### Entries
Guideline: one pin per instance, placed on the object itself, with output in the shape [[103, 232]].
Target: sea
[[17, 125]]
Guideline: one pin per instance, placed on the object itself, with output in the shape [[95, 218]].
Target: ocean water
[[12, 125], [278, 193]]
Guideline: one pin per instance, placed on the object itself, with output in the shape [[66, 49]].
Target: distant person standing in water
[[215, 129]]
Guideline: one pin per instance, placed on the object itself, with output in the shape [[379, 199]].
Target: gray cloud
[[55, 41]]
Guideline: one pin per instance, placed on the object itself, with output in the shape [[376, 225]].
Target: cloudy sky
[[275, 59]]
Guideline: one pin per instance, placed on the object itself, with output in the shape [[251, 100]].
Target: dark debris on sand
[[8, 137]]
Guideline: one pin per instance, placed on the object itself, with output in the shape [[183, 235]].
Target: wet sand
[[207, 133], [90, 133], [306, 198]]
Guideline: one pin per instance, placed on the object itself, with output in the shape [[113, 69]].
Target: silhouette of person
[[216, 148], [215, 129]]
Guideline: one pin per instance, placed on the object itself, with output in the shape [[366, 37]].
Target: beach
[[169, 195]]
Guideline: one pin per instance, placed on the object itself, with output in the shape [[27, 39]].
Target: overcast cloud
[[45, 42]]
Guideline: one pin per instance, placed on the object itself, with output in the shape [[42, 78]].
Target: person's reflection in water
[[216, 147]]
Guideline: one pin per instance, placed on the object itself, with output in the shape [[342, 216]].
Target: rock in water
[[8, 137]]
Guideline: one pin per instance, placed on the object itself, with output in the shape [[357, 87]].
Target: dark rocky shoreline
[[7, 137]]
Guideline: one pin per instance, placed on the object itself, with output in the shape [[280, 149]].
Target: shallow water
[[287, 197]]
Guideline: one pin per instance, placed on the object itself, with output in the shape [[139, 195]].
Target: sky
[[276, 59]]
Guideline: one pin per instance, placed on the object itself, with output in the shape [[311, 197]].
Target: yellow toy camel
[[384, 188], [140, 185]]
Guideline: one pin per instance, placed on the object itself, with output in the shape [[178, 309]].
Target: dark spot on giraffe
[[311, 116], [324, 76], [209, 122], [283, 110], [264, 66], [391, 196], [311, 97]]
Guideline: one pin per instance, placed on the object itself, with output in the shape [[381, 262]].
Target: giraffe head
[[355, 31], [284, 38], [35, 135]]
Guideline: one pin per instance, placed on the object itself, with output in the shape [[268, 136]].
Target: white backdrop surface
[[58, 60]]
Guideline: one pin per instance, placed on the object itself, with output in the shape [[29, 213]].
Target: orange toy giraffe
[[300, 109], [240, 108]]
######
What needs to be done →
Rewrite the stretch from the line containing "shape [[381, 262]]." through the end of the records, swapping "backdrop" for "background" and leaving everything else as it stands.

Exercise solution →
Guideline: one pin per instance, placed on the object itself, with output in the shape [[381, 262]].
Target: giraffe head
[[355, 31], [284, 38], [35, 135]]
Guideline: one pin per instance, placed on the object itself, with output in the shape [[268, 136]].
Target: white background surface
[[58, 60]]
Guideline: one pin per instance, placed on the object itself, with output in the shape [[29, 213]].
Target: orange toy giraffe
[[300, 109], [240, 108]]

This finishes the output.